In the run-up to the 2026 monsoon, Hathi Baug received a notice informing residents of what they already knew. Their building was dilapidated, highly dangerous and beyond repair.
The notice, however, came with a rider. The 48 families living in the building would have to vacate within 15 days or risk having their electricity and water connections disconnected, or worse, risk their lives through the rainy season. Like residents of 81 other buildings classified as highly dangerous during MHADA’s pre-monsoon survey, they chose to stay.
It is residents like Mistry who prompted a Bombay High Court-appointed committee to describe it as a “miracle” that lakhs of Mumbai residents continue to live in structurally unsafe buildings. In a report submitted in March, the committee warned of a deepening crisis in the city’s ageing cessed buildings, estimating that nearly four lakh tenants remain trapped in 12,552 such structures, many declared dangerous and awaiting redevelopment.

**STORED RECORDS**
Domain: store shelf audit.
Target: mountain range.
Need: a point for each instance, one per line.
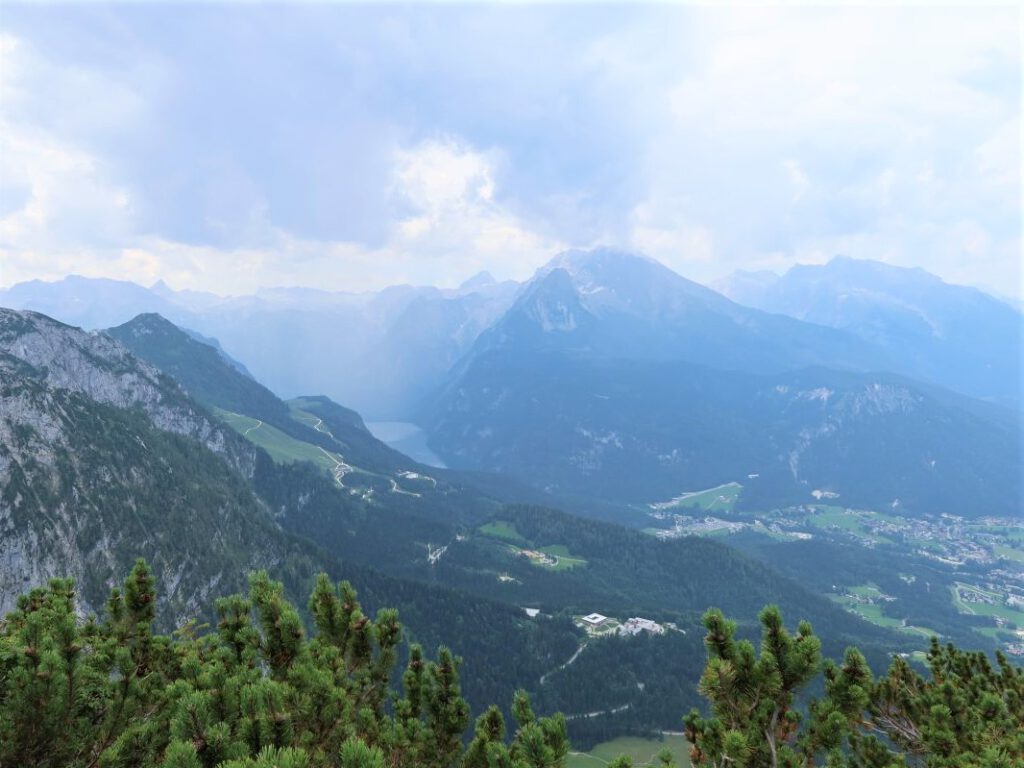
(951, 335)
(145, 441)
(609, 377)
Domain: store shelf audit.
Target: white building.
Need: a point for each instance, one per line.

* * *

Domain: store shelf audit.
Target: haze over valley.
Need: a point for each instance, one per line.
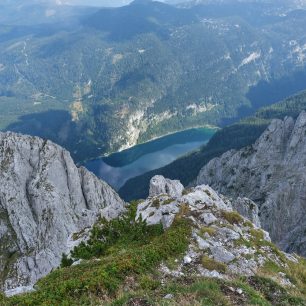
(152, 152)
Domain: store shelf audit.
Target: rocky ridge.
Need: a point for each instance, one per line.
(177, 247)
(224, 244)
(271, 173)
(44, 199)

**WHAT THE EXERCISE ASKS**
Answer these about the passage on Hathi Baug:
1. How many families live in the building?
2. How many days were they given to vacate?
3. In how many cessed structures does the committee estimate tenants remain trapped?
The data is separate material and has nothing to do with the passage on Hathi Baug.

**RESULT**
1. 48
2. 15
3. 12,552